### STUDY TEXT

Family Christmas Photo Destin, Florida 1991
Christmas 1991. I am thirteen years old and my parents are both about to find out that they have cancer. We live in Destin, Florida in a house on the bay. At night little green tree frogs press their stomachs soft against my bedroom windows and spanish moss filters down, almost audibly, through the trees.
We'd been there for five years, hiding out, after my father's company went under and we had to leave Atlanta. We had going away parties and sold the house for an exorbitant amount to some new developers but we may as well have left in the night, clutching our most precious to our chests.
The town of Destin, known to tourists as The World's Luckiest Fishing Village sits on an isthmus, a population of almost 12,000 residing on a shallow nugget of land sandwiched between the Choctawhatchee Bay and the Gulf of Mexico. Equidistant from Pensacola and Panama City, Destin's year-round residents are made up of a mixture of blue-collar fishermen, military families from the nearby Englin Air Force Base and a smattering of wealthy, new money inhabitants looking for a quiet place to settle. Originally occupied by several Native American tribes who were then conquered by the Spanish, the land making up Okaloosa County is rich with interesting names. Words like Valparaiso, Ocala, Shalimar, Seminole and Villa Tasso, which had more vowels than I knew what to do with, bounced off my tongue as I called them out sing-song like from the backseat of the car.
We moved into a house on Indian Trail, a lonely street that stretched out long and flush against the bay. The only homes were all on the bayside, our only neighbors across the street the dense and scraggly forest, a winding twist of dried out trees and lichen, with lizards that snaked underfoot and opossum hanging hidden in the harsh noon sun. Being an only child I had long ago gotten used to spending my afternoons alone, riding up and down the quiet stretch of our street, wading through the bay, picking barnacles off the pilings under the dock and kicking over dead horseshoe crabs to peer at their prehistoric underbellies.
In this picture I am in seventh grade, the peak of my torturous middle school years. I don't believe I've ever hated myself more than I did when I was in seventh grade. I wore my self-loathing like a cloak, fastened tight around my neck, softly choking myself through pre-Algebra and Earth Science. At night I curled tight into a corner of my queen-sized canopy bed and wished myself to sleep, even my nightmares more gentle than my dayscapes.
In this picture I'm wearing a dress that my mother and I picked out for my cotillion dance. I dreaded that dance, hated the rehearsal nights, the awkwardness, always getting paired with another girl or the wrong boy. I was too tall. I was too skinny. I had too much acne. I tore at my skin in the shower. Sometimes I thought that if I cried hard enough my tears would smooth away the bumps. They only left me breathless.

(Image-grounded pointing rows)
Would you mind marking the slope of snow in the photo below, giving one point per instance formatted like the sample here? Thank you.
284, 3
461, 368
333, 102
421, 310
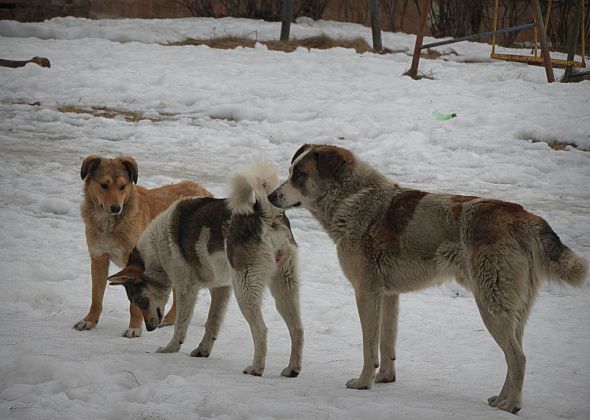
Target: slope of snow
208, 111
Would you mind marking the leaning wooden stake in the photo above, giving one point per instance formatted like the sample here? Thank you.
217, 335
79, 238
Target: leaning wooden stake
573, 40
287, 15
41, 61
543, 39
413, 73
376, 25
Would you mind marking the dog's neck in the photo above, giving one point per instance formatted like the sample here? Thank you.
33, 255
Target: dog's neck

### REQUIRED ACTION A
Answer these questions from the Destin Christmas essay:
(i) How old is the narrator at Christmas 1991?
(ii) Which two bodies of water does Destin sit between?
(iii) What event was the dress in the picture chosen for?
### REQUIRED ACTION B
Write the next few paragraphs of the Destin Christmas essay, continuing after its final sentence in the same first-person voice.

### YOUR RESPONSE A
(i) Thirteen.
(ii) The Choctawhatchee Bay and the Gulf of Mexico.
(iii) The narrator's cotillion dance.

### YOUR RESPONSE B
I was obsessed with a boy named Chris Pike. I was determined to dance with him at the big Cotillian dance. I wanted more than anything I'd ever wanted, for him to like me back. I thought it was fate, that we were meant to be, because my favorite author was Christopher Pike who wrote my beloved teen horror books. I had befriended Chris Pike's best friend, Scott Icabella, and I poured out my heart ache to him on the phone every night. He sympathized, having his own fierce crush on one of my best friends, Jamie Geannaris, but neither of us could promise the other what we wanted.
I remember talking to Chris one night before rehearsal, my words careful and tight. His eyes were red, his hair damp. I thought he'd been crying. I imagined that something had opened up inside of him, that he wanted the world as much as I did. Are you okay, I asked softly. Soap. He'd gotten soap in his eyes in the shower. I knew in that moment that I lived in my own world and that it would break my heart if I let it.
That beautiful green velvet dress. Worn to cotillion, a night which I can hardly remember, except for the shame I felt amidst the other girls who all seemed to be what I wasn't. I did dance with Chris Pike but all that I remember is that it was in no way memorable and that nothing came of it. That beautiful green velvet dress, worn only once more...to a Christmas party at the country club with my parents.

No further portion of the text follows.